— BEGIN Data lines —

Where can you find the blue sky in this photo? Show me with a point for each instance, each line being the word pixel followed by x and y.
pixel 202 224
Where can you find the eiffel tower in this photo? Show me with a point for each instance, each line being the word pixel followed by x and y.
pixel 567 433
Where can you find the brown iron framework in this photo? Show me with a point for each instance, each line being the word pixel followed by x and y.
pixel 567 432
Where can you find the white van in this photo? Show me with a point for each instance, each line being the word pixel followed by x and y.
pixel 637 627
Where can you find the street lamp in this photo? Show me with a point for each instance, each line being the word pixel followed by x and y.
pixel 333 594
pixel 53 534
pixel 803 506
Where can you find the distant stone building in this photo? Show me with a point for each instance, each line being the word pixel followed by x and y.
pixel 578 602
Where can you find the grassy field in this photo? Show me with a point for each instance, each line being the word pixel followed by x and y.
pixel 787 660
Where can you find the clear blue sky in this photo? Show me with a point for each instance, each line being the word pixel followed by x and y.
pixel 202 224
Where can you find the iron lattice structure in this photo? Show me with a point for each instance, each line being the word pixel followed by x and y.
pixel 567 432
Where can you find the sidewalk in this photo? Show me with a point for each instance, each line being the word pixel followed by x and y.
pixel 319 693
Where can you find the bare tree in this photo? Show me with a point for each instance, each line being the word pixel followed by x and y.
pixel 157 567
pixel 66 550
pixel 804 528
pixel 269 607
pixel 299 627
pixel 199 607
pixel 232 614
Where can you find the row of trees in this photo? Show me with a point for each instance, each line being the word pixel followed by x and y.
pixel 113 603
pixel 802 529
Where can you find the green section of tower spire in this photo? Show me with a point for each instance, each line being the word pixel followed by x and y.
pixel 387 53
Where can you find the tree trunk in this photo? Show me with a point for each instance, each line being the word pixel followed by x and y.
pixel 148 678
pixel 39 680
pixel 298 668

— END Data lines —

Copy all of the material above, line for line, without changing anything.

Where can you find the blue sky in this photo? Show me with a point for each instance, each line being the word pixel followed by x and y.
pixel 202 224
Where can you find the eiffel tower in this photo? Show me with a point for each instance, each line being the word pixel followed by x and y.
pixel 567 433
Where can you find the brown iron framework in this photo? Show me with a point for each instance, each line being the word pixel followed by x and y.
pixel 567 432
Where can you find the white van in this photo? Show me with a point for each instance, each line being the word pixel followed by x and y.
pixel 637 627
Where can you find the street lamp in this photo? Show me with a point for each instance, each line being the word pixel followed by x and y.
pixel 333 594
pixel 53 534
pixel 803 506
Where can you find the distant stone building in this photo? Show me with a point for each instance, each line being the word pixel followed by x and y.
pixel 578 602
Where can you find the grassy field in this photo? Show me with a point for each instance, each line being the word pixel followed by x and y.
pixel 787 660
Where can you find the clear blue sky in this photo? Show me with a point for each instance, each line being the word pixel followed by x and y.
pixel 202 224
Where can you find the iron lattice structure in this photo? Show me with a point for each instance, each line being the word pixel followed by x and y.
pixel 567 432
Where can you find the sidewalk in this photo? Show me with a point for each instance, each line being the word pixel followed by x and y.
pixel 319 693
Where can you find the bare tree in this photo? Show me with a point for each instance, each line being the word pixel followed by x and y.
pixel 157 567
pixel 66 550
pixel 804 528
pixel 269 607
pixel 299 627
pixel 199 607
pixel 232 614
Where can you find the row of trees in this photo? Show me with a point for each instance, each line being the word pixel followed by x and y.
pixel 113 603
pixel 802 529
Where can you find the green section of tower spire in this photo? Show me with a point for each instance, each line being the word pixel followed by x and y.
pixel 387 53
Where can you find the tree trunk in this photo? Show me with a point for each instance, each line being the word pixel followed by x and y.
pixel 148 678
pixel 39 680
pixel 298 668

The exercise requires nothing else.